— Start of Source data —
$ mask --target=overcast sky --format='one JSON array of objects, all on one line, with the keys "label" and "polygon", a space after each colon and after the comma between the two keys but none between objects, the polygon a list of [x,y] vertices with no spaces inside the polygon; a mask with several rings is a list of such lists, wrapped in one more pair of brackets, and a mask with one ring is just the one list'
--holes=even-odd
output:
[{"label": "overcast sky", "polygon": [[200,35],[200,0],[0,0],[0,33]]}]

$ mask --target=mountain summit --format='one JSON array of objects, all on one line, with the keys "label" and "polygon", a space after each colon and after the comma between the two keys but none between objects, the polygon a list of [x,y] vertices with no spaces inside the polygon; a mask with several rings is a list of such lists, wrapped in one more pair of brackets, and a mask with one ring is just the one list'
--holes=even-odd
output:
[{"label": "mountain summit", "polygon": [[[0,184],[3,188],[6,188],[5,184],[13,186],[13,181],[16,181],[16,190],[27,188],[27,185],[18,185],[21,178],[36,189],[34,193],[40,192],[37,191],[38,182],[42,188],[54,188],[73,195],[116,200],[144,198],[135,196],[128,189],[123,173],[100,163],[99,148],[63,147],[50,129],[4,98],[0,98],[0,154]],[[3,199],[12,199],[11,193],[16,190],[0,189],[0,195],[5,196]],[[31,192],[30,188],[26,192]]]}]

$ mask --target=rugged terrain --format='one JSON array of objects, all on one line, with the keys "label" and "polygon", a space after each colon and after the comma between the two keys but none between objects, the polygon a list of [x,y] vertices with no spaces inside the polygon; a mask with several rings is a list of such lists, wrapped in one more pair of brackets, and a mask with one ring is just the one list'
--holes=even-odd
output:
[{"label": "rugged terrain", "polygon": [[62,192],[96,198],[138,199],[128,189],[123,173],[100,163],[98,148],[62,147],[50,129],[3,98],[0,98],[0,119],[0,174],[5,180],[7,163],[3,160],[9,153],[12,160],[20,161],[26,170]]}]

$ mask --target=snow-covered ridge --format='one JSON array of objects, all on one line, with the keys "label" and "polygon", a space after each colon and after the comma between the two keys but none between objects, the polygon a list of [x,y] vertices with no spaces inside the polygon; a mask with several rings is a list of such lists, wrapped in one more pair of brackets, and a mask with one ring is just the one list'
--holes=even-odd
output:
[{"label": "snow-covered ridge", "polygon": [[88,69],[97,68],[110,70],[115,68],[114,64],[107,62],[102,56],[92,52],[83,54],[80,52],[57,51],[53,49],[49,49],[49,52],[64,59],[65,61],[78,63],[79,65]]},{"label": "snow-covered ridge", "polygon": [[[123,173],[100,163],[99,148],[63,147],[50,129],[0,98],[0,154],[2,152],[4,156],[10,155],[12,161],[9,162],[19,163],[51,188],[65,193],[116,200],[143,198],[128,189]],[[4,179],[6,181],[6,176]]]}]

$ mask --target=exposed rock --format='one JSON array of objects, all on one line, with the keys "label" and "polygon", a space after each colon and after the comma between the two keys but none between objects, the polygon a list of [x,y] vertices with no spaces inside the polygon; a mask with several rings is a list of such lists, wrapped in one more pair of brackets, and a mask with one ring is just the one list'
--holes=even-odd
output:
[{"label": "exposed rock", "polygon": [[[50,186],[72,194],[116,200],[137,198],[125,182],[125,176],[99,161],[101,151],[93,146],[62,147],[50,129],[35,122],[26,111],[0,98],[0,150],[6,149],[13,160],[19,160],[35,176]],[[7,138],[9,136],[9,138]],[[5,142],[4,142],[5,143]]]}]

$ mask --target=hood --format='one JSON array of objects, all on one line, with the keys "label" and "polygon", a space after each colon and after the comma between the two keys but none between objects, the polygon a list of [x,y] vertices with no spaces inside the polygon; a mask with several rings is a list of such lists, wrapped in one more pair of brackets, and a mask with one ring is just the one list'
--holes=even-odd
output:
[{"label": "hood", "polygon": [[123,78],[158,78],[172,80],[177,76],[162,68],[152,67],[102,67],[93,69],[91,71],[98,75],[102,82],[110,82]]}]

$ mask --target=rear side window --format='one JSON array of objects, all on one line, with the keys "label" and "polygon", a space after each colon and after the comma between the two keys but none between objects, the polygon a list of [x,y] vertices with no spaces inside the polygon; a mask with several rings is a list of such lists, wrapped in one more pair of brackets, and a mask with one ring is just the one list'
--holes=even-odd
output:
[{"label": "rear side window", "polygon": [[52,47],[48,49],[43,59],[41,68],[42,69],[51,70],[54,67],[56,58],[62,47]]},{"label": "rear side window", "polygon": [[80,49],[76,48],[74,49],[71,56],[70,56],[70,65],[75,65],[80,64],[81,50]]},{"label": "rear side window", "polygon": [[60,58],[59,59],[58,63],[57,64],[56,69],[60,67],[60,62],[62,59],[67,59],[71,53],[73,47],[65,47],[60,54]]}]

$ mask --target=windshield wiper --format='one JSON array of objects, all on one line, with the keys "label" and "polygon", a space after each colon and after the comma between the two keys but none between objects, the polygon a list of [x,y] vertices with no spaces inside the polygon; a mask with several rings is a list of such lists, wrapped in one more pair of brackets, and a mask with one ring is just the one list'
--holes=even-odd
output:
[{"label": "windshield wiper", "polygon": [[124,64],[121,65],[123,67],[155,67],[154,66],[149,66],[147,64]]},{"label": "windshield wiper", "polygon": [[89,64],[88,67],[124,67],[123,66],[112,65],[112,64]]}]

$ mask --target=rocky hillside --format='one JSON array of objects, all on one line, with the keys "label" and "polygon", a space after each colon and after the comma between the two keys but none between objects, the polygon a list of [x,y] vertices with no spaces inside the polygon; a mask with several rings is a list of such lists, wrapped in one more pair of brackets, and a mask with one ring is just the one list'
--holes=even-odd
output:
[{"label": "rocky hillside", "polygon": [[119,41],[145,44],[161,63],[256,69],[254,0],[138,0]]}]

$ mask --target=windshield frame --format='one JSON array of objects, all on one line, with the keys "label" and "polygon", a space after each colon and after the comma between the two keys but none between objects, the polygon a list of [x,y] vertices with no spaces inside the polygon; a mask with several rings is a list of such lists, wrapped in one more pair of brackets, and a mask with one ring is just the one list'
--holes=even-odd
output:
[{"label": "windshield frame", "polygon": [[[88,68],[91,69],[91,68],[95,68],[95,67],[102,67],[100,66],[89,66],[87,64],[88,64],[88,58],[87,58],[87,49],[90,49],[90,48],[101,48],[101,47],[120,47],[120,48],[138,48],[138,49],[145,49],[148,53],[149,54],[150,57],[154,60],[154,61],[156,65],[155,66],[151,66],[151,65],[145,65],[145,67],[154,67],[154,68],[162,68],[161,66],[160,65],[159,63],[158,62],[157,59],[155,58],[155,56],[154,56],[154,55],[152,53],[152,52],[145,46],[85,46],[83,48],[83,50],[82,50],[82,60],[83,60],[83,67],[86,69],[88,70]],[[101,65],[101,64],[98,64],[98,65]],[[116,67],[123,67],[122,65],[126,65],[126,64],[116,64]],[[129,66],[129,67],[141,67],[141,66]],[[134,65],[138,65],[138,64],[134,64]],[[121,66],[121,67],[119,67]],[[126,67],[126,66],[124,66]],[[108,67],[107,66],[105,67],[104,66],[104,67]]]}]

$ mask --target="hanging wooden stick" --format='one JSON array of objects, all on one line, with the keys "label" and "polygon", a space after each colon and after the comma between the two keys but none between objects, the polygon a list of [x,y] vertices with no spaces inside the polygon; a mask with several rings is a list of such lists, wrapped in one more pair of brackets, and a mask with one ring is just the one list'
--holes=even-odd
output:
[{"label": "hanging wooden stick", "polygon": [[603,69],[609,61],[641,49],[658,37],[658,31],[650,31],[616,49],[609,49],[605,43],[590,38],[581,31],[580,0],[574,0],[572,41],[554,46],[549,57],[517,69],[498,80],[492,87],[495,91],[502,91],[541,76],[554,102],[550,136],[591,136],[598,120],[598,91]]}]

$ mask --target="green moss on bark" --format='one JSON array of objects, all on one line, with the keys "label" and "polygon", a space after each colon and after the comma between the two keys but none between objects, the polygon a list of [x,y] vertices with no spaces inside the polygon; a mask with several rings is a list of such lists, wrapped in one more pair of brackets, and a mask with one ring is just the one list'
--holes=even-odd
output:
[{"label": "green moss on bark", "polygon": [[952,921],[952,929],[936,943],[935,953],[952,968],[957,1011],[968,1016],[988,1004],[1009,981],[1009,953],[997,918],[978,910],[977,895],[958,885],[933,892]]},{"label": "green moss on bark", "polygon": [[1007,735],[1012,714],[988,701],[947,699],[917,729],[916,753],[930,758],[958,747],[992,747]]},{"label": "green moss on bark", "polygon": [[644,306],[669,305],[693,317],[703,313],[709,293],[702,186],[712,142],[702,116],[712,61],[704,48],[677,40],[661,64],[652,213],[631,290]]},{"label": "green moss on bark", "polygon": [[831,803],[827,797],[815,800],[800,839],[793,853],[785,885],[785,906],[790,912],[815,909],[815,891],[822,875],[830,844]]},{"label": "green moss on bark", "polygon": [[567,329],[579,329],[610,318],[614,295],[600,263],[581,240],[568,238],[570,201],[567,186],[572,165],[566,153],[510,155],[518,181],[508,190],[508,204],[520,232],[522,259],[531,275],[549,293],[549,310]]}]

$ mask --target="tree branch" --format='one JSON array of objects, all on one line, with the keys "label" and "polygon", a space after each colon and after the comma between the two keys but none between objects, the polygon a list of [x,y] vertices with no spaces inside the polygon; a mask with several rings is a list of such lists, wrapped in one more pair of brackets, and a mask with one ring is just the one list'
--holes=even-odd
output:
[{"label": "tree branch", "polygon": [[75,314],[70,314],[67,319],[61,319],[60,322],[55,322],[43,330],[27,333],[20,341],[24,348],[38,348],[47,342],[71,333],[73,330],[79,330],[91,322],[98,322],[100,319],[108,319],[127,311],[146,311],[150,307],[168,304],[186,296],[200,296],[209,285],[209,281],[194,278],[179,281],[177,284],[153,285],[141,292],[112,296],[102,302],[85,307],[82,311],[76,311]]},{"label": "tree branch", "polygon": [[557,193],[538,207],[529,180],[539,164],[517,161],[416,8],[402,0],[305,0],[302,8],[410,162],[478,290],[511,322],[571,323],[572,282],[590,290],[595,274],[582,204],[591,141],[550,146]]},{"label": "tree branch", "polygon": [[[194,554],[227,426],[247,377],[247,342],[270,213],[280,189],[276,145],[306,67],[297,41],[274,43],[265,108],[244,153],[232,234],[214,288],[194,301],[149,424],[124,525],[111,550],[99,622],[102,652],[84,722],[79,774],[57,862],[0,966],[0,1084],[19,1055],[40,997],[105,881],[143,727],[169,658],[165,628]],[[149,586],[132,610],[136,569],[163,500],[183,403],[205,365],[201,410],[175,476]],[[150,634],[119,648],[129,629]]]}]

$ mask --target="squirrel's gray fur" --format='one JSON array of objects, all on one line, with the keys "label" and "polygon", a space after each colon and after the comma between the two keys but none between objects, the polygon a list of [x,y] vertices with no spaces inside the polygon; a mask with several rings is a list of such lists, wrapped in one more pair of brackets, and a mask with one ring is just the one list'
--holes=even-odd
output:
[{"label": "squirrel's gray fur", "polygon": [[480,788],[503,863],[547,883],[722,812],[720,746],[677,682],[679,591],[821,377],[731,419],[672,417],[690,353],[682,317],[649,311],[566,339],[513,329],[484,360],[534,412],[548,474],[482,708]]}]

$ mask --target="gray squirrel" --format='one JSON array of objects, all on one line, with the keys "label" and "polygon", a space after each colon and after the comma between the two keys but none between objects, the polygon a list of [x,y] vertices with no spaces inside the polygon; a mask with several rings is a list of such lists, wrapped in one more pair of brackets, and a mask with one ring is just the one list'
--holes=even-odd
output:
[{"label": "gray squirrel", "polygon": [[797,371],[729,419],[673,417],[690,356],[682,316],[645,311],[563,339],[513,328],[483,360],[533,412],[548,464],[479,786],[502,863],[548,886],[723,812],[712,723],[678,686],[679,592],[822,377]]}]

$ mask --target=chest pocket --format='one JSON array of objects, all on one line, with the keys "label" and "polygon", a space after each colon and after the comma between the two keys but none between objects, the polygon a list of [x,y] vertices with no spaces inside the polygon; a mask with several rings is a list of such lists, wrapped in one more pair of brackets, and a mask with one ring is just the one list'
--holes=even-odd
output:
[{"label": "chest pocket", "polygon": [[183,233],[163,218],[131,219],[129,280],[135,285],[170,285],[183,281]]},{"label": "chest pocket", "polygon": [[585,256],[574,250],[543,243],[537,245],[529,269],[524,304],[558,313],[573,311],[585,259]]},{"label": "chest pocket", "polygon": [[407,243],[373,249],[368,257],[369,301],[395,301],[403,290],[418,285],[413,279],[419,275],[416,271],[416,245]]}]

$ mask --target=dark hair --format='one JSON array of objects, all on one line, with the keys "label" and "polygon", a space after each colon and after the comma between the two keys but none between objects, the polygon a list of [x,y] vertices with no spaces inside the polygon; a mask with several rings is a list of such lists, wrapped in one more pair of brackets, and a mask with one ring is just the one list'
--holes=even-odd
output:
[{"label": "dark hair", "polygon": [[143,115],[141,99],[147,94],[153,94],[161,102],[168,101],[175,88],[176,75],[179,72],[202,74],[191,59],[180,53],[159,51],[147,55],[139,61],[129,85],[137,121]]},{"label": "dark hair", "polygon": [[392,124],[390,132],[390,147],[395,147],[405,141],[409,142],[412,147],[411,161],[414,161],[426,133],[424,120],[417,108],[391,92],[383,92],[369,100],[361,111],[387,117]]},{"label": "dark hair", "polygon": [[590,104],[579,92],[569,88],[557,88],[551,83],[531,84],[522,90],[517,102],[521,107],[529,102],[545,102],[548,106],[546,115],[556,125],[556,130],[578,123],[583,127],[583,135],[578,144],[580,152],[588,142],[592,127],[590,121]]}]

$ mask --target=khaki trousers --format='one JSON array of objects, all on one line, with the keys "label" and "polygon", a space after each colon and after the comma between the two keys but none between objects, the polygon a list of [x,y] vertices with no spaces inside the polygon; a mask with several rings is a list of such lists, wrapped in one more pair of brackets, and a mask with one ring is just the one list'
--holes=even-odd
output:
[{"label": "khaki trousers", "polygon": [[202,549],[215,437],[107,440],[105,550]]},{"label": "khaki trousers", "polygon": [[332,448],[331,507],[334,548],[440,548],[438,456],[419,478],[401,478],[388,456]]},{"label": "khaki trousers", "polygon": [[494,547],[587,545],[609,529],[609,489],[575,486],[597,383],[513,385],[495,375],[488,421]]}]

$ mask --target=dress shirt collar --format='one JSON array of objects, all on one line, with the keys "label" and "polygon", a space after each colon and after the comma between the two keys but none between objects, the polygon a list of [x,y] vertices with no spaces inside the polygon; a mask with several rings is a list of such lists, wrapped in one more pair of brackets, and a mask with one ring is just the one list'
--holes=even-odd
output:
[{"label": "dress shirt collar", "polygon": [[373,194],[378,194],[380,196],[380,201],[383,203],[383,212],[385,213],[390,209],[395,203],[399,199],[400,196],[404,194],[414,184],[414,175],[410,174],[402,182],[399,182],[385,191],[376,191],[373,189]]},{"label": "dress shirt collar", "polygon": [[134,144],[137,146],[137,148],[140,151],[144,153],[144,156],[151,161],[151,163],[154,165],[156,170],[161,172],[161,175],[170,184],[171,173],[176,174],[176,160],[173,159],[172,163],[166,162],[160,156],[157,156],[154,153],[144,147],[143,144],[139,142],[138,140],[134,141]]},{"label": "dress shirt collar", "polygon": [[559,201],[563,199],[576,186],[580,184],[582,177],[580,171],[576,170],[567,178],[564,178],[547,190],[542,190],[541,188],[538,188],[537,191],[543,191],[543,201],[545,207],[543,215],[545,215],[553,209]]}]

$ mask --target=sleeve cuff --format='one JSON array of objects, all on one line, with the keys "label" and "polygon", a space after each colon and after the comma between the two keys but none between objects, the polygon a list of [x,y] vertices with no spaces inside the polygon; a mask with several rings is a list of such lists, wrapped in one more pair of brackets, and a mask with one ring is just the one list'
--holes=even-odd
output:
— End of Source data —
• [What is expected]
Take the line with "mask --target=sleeve cuff" and all lines after it through the end of the records, and write them out exactly; include nothing else.

• [Answer to the problem]
$ mask --target=sleeve cuff --format='one JSON array of objects, all on one line, with the keys "label" and "polygon", a space after each colon and after the comma between the two keys but none between objects, the polygon a list of [x,y] vertices with no spaces inside the polygon; a mask with several rings is a list of such lists, wrapped in one more pair of brackets, and a mask with one ring is just the one list'
--holes=even-odd
output:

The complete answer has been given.